## BEGIN EXTRACTED ENTRIES
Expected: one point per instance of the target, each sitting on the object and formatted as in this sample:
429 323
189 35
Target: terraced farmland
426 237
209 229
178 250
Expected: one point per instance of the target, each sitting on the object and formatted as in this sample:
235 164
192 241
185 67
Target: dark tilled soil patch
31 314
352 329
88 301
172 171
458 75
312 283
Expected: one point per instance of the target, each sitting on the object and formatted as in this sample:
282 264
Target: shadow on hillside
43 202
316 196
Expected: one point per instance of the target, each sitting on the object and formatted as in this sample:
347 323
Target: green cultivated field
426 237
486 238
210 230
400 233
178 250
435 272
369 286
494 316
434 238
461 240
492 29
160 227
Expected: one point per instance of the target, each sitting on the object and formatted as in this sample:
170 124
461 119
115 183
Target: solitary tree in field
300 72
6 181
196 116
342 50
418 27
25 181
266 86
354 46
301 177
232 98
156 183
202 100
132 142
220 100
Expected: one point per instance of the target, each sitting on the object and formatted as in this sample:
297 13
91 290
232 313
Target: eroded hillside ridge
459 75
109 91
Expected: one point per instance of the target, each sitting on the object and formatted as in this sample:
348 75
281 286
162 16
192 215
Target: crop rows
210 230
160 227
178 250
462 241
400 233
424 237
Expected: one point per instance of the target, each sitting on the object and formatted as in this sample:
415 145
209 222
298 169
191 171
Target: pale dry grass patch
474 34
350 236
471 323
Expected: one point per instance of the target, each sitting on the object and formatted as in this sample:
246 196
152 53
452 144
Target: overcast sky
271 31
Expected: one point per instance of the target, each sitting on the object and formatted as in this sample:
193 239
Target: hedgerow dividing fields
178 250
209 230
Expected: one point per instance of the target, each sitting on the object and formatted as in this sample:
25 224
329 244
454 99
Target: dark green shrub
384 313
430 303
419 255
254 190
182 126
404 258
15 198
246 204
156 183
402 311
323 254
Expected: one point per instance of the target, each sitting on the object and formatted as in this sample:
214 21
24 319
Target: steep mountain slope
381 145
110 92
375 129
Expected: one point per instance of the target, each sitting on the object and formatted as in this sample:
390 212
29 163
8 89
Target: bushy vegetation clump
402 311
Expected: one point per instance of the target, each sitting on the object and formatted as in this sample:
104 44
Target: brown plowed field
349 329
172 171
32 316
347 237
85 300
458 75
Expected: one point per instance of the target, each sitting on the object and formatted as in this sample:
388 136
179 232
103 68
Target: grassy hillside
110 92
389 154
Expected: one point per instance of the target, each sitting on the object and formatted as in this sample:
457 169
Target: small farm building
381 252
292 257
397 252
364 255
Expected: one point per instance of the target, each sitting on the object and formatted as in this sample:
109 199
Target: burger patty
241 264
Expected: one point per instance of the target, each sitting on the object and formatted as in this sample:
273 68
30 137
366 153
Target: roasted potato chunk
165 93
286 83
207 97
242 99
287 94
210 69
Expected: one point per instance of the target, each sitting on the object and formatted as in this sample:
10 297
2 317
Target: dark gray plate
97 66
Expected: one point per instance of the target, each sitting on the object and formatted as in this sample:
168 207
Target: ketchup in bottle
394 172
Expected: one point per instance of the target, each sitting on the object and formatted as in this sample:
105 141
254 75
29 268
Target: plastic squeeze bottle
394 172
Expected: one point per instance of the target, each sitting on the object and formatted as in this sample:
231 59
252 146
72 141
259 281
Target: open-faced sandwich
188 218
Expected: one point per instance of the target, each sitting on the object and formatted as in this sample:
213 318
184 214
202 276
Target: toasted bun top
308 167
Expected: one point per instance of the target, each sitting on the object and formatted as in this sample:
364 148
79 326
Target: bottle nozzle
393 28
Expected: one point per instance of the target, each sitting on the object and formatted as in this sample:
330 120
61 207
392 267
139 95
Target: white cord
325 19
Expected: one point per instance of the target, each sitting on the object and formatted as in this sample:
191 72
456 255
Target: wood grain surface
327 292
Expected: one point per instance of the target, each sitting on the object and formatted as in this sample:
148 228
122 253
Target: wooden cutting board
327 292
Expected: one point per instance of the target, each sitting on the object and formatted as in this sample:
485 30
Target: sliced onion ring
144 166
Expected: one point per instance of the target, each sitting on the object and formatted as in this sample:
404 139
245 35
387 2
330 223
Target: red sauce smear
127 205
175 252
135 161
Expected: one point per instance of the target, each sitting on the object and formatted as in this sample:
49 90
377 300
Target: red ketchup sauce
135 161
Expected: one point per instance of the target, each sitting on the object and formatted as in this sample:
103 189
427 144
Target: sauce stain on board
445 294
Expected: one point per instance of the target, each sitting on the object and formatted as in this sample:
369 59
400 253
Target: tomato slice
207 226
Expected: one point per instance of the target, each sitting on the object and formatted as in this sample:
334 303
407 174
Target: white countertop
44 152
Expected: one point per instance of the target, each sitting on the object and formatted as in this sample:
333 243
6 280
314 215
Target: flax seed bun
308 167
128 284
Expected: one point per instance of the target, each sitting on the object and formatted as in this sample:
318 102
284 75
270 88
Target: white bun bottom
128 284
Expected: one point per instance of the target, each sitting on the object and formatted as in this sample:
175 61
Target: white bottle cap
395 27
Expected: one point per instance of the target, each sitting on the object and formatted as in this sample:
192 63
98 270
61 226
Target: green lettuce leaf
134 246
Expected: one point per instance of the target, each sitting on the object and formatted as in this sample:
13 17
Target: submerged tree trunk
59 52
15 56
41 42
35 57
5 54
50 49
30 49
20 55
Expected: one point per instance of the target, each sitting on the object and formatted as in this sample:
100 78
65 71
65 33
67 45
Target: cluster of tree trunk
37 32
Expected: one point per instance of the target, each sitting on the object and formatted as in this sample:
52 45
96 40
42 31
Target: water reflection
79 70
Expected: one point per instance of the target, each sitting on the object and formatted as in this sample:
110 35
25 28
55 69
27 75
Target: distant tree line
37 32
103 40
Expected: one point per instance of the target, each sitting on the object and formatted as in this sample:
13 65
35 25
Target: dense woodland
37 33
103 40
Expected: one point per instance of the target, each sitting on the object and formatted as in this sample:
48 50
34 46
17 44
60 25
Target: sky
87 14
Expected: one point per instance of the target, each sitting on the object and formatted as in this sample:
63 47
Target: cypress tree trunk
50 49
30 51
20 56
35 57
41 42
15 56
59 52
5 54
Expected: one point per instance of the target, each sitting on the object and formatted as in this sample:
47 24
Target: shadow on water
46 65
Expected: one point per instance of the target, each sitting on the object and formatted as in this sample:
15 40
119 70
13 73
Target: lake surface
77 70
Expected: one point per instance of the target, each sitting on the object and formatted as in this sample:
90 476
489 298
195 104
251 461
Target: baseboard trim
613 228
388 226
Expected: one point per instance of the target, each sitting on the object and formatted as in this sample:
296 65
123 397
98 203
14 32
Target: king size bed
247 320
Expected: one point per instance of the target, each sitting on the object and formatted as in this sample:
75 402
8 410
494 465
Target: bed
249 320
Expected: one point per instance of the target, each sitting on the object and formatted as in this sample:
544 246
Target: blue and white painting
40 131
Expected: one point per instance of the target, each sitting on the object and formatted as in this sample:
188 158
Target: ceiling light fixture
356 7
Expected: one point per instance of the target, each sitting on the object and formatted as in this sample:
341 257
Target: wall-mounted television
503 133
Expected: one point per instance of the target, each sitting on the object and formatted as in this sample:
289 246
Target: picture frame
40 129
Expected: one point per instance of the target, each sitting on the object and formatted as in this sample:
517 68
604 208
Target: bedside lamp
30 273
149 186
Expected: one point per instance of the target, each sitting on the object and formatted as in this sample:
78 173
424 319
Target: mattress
## END EXTRACTED ENTRIES
TASK INSTRUCTIONS: Copy the entries above exactly, leaving none out.

THE RESPONSE:
Expected: one point per instance of the target, each sitting on the object and formatted as in this sample:
429 323
189 35
Target: terraced farmland
426 237
209 229
178 250
Expected: one point per instance of the target, each sitting on the object and formatted as in this sample:
235 164
192 241
185 67
Target: dark tilled soil patch
31 314
352 329
88 301
172 171
458 75
312 283
Expected: one point per instance of the target, each sitting on the object and formatted as in this sample:
282 264
Target: shadow on hillside
43 202
316 196
Expected: one point per instance of the target, each sitting on the object and formatted as in this sample:
347 323
Target: green cultivated field
426 237
486 238
210 230
400 233
178 250
435 272
369 286
494 316
434 238
461 240
492 29
160 227
Expected: one point per instance of the target, each sitting on the object and formatted as in this sample:
170 124
461 119
115 183
Target: solitary tree in field
300 72
6 181
196 116
342 50
418 27
25 181
266 86
354 46
301 177
232 98
156 183
202 100
132 142
220 100
Expected: one point per instance of the target, each sitting on the object and formatted as in this sample:
297 13
91 290
232 313
Target: eroded hillside ridge
459 75
109 91
Expected: one point per instance of the target, each sitting on the object and formatted as in this sample:
348 75
281 286
162 16
192 215
Target: crop rows
210 230
160 227
178 250
462 241
400 233
424 237
Expected: one point per instance of the target, each sitting on the object and formatted as in this sample:
415 145
209 222
298 169
191 171
Target: pale dry grass patch
474 34
350 236
471 323
Expected: one point per instance of the target, each sitting on the object and formatted as in this sample:
246 196
152 53
452 144
Target: overcast sky
271 31
Expected: one point per instance of the target, each sitting on the object and formatted as in this sample:
193 239
Target: hedgerow dividing fields
178 250
209 230
Expected: one point per instance of the target, each sitting on the object and formatted as in this sample:
25 224
329 244
454 99
Target: dark green shrub
384 313
430 303
419 255
254 190
182 126
404 258
15 198
246 204
156 183
402 311
323 254
Expected: one point per instance of the target, each sitting on the object and formatted as in this sample:
214 21
24 319
Target: steep mountain slope
381 145
110 92
375 129
Expected: one point per instance of the target, each sitting on the object and formatted as in this sample:
390 212
29 163
8 89
Target: bushy vegetation clump
402 311
Expected: one point per instance of the target, each sitting on the object and formatted as in this sample:
104 44
Target: brown plowed field
349 329
172 171
32 316
347 237
85 300
458 75
Expected: one point per instance of the target, each sitting on the object and formatted as in this sample:
388 136
179 232
103 68
Target: grassy hillside
110 92
389 154
Expected: one point per instance of the target, each sitting on the object and formatted as in this sample:
457 169
Target: small farm building
381 252
292 257
397 252
364 255
Expected: one point per instance of the target, each sitting on the object and formatted as in this sample:
109 199
Target: burger patty
241 264
Expected: one point per instance of the target, each sitting on the object and formatted as in this sample:
273 68
30 137
366 153
Target: roasted potato chunk
165 93
286 83
207 97
242 99
287 94
210 69
Expected: one point per instance of the target, each sitting on the object and formatted as in this sample:
10 297
2 317
Target: dark gray plate
97 66
Expected: one point per instance of the target, each sitting on the object and formatted as in this sample:
168 207
Target: ketchup in bottle
394 172
Expected: one point per instance of the target, each sitting on the object and formatted as in this sample:
105 141
254 75
29 268
Target: plastic squeeze bottle
394 172
Expected: one point per instance of the target, each sitting on the object and formatted as in this sample:
231 59
252 146
72 141
259 281
Target: open-faced sandwich
188 218
Expected: one point per instance of the target, each sitting on the object and formatted as in this sample:
213 318
184 214
202 276
Target: toasted bun top
308 167
Expected: one point per instance of the target, each sitting on the object and formatted as in this sample:
364 148
79 326
Target: bottle nozzle
393 28
Expected: one point per instance of the target, each sitting on the object and formatted as in this sample:
330 120
61 207
392 267
139 95
Target: white cord
325 19
Expected: one point per instance of the target, each sitting on the object and formatted as in this sample:
191 72
456 255
Target: wood grain surface
327 292
Expected: one point per instance of the target, each sitting on the object and formatted as in this sample:
148 228
122 253
Target: wooden cutting board
327 292
Expected: one point per instance of the target, each sitting on the object and formatted as in this sample:
485 30
Target: sliced onion ring
144 166
Expected: one point per instance of the target, each sitting on the object and formatted as in this sample:
404 139
245 35
387 2
330 223
Target: red sauce smear
127 205
175 252
135 161
Expected: one point per instance of the target, each sitting on the object and formatted as in this sample:
49 90
377 300
Target: red ketchup sauce
135 161
Expected: one point per instance of the target, each sitting on the object and formatted as in this sample:
103 189
427 144
Target: sauce stain on board
445 294
Expected: one point per instance of the target, each sitting on the object and formatted as in this sample:
369 59
400 253
Target: tomato slice
207 226
Expected: one point per instance of the target, each sitting on the object and formatted as in this sample:
334 303
407 174
Target: white countertop
44 152
Expected: one point per instance of the target, each sitting on the object and formatted as in this sample:
333 243
6 280
314 215
Target: flax seed bun
308 167
128 284
Expected: one point per instance of the target, each sitting on the object and formatted as in this sample:
318 102
284 75
270 88
Target: white bun bottom
128 284
Expected: one point per instance of the target, each sitting on the object and formatted as in this sample:
175 61
Target: white bottle cap
395 27
Expected: one point per instance of the target, each sitting on the object and formatted as in this sample:
192 63
98 270
61 226
Target: green lettuce leaf
134 246
Expected: one point per instance of the target, each sitting on the object and formatted as in this sample:
13 17
Target: submerged tree trunk
59 52
15 56
41 42
35 57
5 54
50 49
30 49
20 55
Expected: one point per instance of the target, each sitting on the object and formatted as in this sample:
100 78
65 71
65 33
67 45
Target: cluster of tree trunk
37 32
Expected: one point per instance of the target, each sitting on the object and formatted as in this sample:
52 45
96 40
42 31
Target: water reflection
79 70
Expected: one point per instance of the target, each sitting on the object and formatted as in this sample:
110 35
25 28
55 69
27 75
Target: distant tree line
37 32
103 40
Expected: one point per instance of the target, each sitting on the object and formatted as in this sample:
13 65
35 25
Target: dense woodland
37 33
103 40
Expected: one point per instance of the target, each sitting on the object and formatted as in this sample:
48 50
34 46
17 44
60 25
Target: sky
87 14
Expected: one point per instance of the target, each sitting on the object and formatted as in this sample:
63 47
Target: cypress tree trunk
50 49
30 51
20 56
35 57
41 42
15 56
59 52
5 54
Expected: one point per instance of the target, each sitting on the object and formatted as in this sample:
47 24
Target: shadow on water
46 65
Expected: one point per instance of the target, each sitting on the object and formatted as in this sample:
15 40
119 70
13 73
Target: lake surface
77 70
Expected: one point per instance of the target, each sitting on the object and formatted as in this sample:
90 476
489 298
195 104
251 461
Target: baseboard trim
613 228
388 226
Expected: one point per instance of the target, each sitting on the object and formatted as in this sample:
296 65
123 397
98 203
14 32
Target: king size bed
247 320
Expected: one point per instance of the target, each sitting on the object and formatted as in this sample:
75 402
8 410
494 465
Target: bed
249 320
Expected: one point per instance of the target, each sitting on the object and formatted as in this sample:
544 246
Target: blue and white painting
40 131
Expected: one point per instance of the target, each sitting on the object and formatted as in this sample:
188 158
Target: ceiling light fixture
356 7
Expected: one point per instance of the target, each sitting on the object and formatted as in this sample:
341 257
Target: wall-mounted television
503 133
Expected: one point per instance of the target, each sitting on the object and formatted as in this sample:
289 246
Target: picture frame
40 129
Expected: one point per instance of the target, each sitting on the object and formatted as in this sample:
517 68
604 208
Target: bedside lamp
30 273
149 186
Expected: one point per instance of the target, each sitting on the object and formatted as in this sample:
78 173
424 319
Target: mattress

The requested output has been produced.